[Annotation dataset entries]
┌──
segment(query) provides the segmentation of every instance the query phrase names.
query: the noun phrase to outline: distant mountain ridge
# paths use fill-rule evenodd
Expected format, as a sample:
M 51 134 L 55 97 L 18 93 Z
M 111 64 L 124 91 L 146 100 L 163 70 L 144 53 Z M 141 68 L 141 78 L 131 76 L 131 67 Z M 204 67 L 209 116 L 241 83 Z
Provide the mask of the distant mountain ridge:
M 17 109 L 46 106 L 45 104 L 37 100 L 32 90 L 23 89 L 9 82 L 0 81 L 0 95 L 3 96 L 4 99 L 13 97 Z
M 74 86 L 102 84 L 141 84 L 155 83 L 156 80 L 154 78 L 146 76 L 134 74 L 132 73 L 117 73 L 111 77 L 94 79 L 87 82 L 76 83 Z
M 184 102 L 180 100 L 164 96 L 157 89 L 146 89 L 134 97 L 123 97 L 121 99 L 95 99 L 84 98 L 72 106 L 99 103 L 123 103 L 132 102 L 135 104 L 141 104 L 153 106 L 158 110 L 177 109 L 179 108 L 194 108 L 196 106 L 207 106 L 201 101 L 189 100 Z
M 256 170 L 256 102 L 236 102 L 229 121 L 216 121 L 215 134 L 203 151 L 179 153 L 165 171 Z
└──
**AIM OF THE TASK:**
Rewrite the rows above with "distant mountain ridge" replaced by "far ridge line" everywhere it appears, changing nothing else.

**TASK RESPONSE:**
segment(query) provides the segmentation of every instance the query phrase names.
query: the noun phrase to outline: far ridge line
# paths use fill-rule evenodd
Expected format, as a sample:
M 51 134 L 55 97 L 18 93 Z
M 111 64 L 124 91 L 146 100 L 163 70 L 144 53 Z M 141 68 L 141 78 L 131 76 L 131 67 Z M 204 67 L 209 116 L 241 83 Z
Provide the mask of the far ridge line:
M 17 109 L 46 106 L 45 104 L 37 100 L 32 90 L 23 89 L 9 82 L 0 81 L 0 95 L 3 96 L 4 99 L 13 97 Z
M 74 86 L 102 84 L 141 84 L 155 83 L 156 80 L 154 78 L 146 76 L 134 74 L 132 73 L 117 73 L 111 77 L 94 79 L 87 82 L 76 83 Z
M 184 102 L 180 100 L 164 96 L 157 89 L 146 89 L 134 97 L 123 97 L 121 99 L 95 99 L 84 98 L 72 106 L 99 103 L 123 103 L 132 102 L 135 104 L 141 104 L 153 106 L 158 110 L 177 109 L 179 108 L 194 108 L 196 106 L 207 106 L 201 101 L 189 100 Z
M 256 170 L 256 102 L 236 102 L 229 121 L 216 121 L 215 134 L 203 151 L 179 153 L 165 171 Z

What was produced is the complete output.